This legacy began with the band's debut LP, "Talking Heads: 77," which was released on September 16, 1977. The words "minimal" or "minimalist" were often used at the time to describe Talking Heads, which is entirely correct. The record's music is spacious, almost self-indulgently so, and deliberate. Every sound — a frayed guitar riff, a lurking bass line, confetti-shower piano, a rattlesnake drum roll — has a purpose and place and works in meticulous tandem with its surroundings. Even the cover's stark nature is streamlined: It's a brilliant tomato-red color with green text spelling out the album's name in a classic typeface that recalls a storied newspaper.

Because things are so orderly, "Talking Heads: 77" possesses an aura of simplicity. On the watercolor soul-funk jam "The Book I Read" and the deceptively carefree "Don't Worry About the Government," this austerity is soothing. During other moments — the self-explanatory "Psycho Killer," the haywire twirl "New Feeling" — Talking Heads' methodical approach drums up tension. The push-pull between these moods gives "Talking Heads: 77" a balanced sound that speaks to the band's instinctual bent; the album is never too rigid or laissez-faire.

"None of us read music," Weymouth told Vivien Goldman in the June 26, 1977 issue of Sounds. "We all suspect technique, because so much of that early '70s technical prowess just turned out boring. I have a basic idea about what a rhythm section, bass and drums, should do. I dislike flashiness, I think it's ridiculous. If people clap because it sounds good, that's the point.

"It doesn't matter that they don't realize you're playing something complicated which sounds simple," she adds. "I'd sooner play something which sounds simple and repetitive than clutter up the sound. It's all a case of keeping the beat and carrying momentum."

Indeed, "Talking Heads: 77" has its own singular internal rhythms and structures governing the music. Calling the record post-punk or new wave makes sense, because it's a pastiche of granular influences (e.g., soul, dub, tropicalia, folk, '60s rock) stitched together in precise and different ways. Harrison's keyboards cushion the main melodies and instrumentation, buoying the music without taking up too much space, while hints of exotic percussion or unorthodox instrumentation add subtle accent colors.

GIVEN EXERCISE 1
Rewrite the location identification listing below, replacing "pixel coordinates" with "pixel positions" wherever it appears and leaving everything else unchanged. Omit the pictures from your version.

Location identification listing

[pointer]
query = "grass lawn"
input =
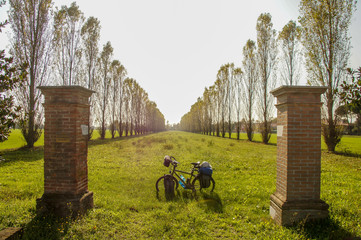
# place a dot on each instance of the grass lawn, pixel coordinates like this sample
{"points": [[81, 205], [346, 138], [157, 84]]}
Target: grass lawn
{"points": [[123, 172]]}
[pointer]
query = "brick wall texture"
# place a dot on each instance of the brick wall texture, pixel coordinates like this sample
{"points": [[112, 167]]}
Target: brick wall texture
{"points": [[65, 147]]}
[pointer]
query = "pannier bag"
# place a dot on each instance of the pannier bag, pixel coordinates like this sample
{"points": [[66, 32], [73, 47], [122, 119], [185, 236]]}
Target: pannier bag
{"points": [[167, 161], [205, 181], [205, 171]]}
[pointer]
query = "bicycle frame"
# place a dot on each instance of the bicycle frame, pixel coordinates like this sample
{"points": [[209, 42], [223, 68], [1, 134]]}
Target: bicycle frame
{"points": [[187, 183]]}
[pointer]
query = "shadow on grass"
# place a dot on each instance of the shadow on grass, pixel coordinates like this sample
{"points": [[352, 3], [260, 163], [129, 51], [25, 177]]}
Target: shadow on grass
{"points": [[347, 153], [22, 154], [99, 141], [324, 229], [211, 202], [46, 227]]}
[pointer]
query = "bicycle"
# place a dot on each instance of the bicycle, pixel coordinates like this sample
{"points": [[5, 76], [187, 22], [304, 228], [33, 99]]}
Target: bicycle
{"points": [[193, 182]]}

GIVEN EXERCISE 2
According to the article on the Talking Heads debut album, on what date was "Talking Heads: 77" released?

TASK ANSWER 1
[pointer]
query = "grass lawn"
input =
# place a dot on each instance of the grass lawn, pixel positions like this sample
{"points": [[81, 205], [346, 138], [157, 84]]}
Target: grass lawn
{"points": [[123, 172]]}
[pointer]
query = "brick wall texture"
# place a dot on each instance of the brick wall texture, pixel positions like this sample
{"points": [[112, 167]]}
Target: brick wall texture
{"points": [[65, 147]]}
[pointer]
query = "pannier bag"
# place a dot on each instance of the pannier bag, pixel positions like this sample
{"points": [[66, 32], [73, 47], [122, 119], [185, 236]]}
Target: pannier bag
{"points": [[167, 161], [205, 181], [205, 171]]}
[pointer]
query = "bicycle frame"
# place a dot on each instance of the bicycle frame, pixel positions like this sample
{"points": [[209, 42], [223, 68], [1, 134]]}
Target: bicycle frame
{"points": [[187, 183]]}
[pointer]
query = "shadow on grass"
# place a dot on each instance of the shadow on grass, pixel positions like this sample
{"points": [[352, 3], [260, 163], [129, 51], [25, 177]]}
Target: shadow on grass
{"points": [[347, 153], [22, 154], [99, 141], [324, 229], [211, 202], [46, 227]]}
[pointer]
query = "bicycle"
# place a dot on each instance of the bicycle, pixel positions like this sample
{"points": [[5, 76], [187, 22], [304, 228], [33, 99]]}
Target: bicycle
{"points": [[193, 182]]}

TASK ANSWER 2
September 16, 1977.